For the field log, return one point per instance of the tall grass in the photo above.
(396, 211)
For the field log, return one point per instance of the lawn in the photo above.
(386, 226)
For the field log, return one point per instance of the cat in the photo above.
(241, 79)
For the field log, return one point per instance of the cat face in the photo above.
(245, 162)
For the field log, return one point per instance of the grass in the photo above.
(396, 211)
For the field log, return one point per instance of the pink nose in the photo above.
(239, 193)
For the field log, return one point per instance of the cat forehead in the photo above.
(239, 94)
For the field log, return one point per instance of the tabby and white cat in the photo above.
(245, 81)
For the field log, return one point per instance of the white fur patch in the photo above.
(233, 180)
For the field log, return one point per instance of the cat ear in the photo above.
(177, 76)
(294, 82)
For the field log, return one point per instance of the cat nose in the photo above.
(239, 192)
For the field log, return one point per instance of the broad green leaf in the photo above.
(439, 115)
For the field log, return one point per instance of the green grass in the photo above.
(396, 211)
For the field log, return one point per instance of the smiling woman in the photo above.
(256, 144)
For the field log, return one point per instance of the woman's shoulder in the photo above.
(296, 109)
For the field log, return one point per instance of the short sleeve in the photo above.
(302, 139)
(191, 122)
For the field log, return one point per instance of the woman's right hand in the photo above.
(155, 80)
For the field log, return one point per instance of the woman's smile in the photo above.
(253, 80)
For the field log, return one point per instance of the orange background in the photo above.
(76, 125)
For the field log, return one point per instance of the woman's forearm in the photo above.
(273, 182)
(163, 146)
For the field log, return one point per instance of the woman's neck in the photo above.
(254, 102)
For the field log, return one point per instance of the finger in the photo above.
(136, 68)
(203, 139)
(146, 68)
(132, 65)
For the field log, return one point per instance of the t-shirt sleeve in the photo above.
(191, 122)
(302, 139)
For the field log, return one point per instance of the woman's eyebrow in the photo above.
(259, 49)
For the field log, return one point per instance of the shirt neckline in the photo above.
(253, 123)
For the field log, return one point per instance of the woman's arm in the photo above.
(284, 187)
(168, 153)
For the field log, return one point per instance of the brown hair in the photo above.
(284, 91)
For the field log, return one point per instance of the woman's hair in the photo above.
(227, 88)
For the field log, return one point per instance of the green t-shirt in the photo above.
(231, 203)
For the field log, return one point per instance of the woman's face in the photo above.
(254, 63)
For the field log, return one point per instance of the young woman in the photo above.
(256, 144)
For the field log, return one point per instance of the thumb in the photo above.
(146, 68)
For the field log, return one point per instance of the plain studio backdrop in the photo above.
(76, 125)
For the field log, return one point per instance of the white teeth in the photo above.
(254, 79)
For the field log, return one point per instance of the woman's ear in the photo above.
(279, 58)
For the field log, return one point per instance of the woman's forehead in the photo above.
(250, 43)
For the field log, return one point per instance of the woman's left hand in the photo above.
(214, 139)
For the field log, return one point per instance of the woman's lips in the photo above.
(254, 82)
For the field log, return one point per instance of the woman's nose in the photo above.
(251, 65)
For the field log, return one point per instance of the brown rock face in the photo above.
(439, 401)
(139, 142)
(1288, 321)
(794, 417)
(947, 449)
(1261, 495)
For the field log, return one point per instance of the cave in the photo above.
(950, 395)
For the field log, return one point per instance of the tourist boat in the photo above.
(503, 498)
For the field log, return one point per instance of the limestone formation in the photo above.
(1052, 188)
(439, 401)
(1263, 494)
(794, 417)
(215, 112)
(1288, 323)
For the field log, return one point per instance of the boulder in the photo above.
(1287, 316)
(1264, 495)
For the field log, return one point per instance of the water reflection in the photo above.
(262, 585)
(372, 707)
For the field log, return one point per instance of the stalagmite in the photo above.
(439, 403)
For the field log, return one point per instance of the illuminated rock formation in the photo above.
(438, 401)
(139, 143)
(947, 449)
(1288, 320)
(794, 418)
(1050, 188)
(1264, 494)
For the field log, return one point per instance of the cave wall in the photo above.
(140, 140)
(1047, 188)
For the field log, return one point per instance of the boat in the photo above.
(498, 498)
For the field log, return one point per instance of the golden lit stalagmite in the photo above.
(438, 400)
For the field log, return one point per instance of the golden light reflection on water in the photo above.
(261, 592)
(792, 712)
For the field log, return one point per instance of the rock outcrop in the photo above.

OBJECTIVE:
Rewrite the lines above from the one containing "water in the photo above." through the end of the records, inclusive, requests included, multiplying each point coordinate in the answers by 2.15 and rounding to the nearest whole number, with halves rounded up.

WRITTEN REPLY:
For the field log, return one point per instance of the golden light reflection on water in the photo above.
(561, 1273)
(1703, 1531)
For the field log, return one point per instance of the rock outcrop in the photo above.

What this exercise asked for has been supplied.